Excerpted records:

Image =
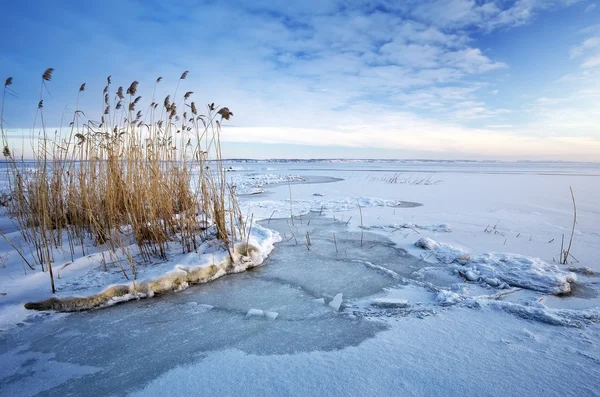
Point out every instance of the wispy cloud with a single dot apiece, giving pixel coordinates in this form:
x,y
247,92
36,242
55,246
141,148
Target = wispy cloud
x,y
418,75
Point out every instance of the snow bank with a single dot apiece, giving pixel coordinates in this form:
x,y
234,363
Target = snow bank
x,y
442,227
247,184
503,269
245,256
303,207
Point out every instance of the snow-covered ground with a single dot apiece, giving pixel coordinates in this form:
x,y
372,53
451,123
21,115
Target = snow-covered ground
x,y
392,278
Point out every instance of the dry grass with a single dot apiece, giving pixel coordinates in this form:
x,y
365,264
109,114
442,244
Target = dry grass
x,y
400,179
149,178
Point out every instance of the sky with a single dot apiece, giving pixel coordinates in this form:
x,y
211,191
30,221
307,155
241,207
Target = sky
x,y
435,79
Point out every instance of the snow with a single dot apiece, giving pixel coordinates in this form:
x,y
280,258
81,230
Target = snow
x,y
390,303
476,307
336,302
84,278
495,268
255,313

What the task asks:
The expected answer is the whole listing above, copied exactly, with images excluded.

Answer to this exercise:
Image =
Point out every instance of the wispy cloud with a single dot apiece, giving pixel coordinates in this form:
x,y
247,92
36,242
55,246
141,148
Target = wispy cloud
x,y
418,75
Point out every instance of the snow bank with a single dot apiece, giving pixel coordinates in this form:
x,y
234,363
Target = snow bank
x,y
442,227
247,184
503,269
245,256
303,207
Point out every instance of the snow-covered ground with a single dot apiece, giving pixel coordinates in this form:
x,y
372,53
451,123
21,115
Target = snow-covered ground
x,y
392,278
Point out every instance of the dry grass with a single dot apiece, giving pixel coordinates in this form:
x,y
365,264
109,114
442,244
Target = dry grass
x,y
400,179
149,178
Point out every instance of the sky with a single dot apiece, giving pixel coordinates in this form:
x,y
211,191
30,221
307,155
241,207
Target = sky
x,y
435,79
Point out every instance of the snow with a single dot apiece, giving pixel coordinates in this form:
x,y
280,258
81,230
Target = snow
x,y
390,303
476,307
336,302
84,278
495,268
255,313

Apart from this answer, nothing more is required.